----- RAW RECORDS
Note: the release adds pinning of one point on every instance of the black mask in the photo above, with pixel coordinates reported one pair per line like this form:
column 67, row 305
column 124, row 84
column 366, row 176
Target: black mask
----------
PROBLEM TO WORK ON.
Please set down the whole listing above again, line for line and word for word, with no changes.

OUTPUT FOR THIS EXERCISE.
Note: the release adds pinning of one point on every instance of the black mask in the photo above, with pixel coordinates reported one pair per line like this form:
column 67, row 305
column 124, row 84
column 366, row 176
Target: black mask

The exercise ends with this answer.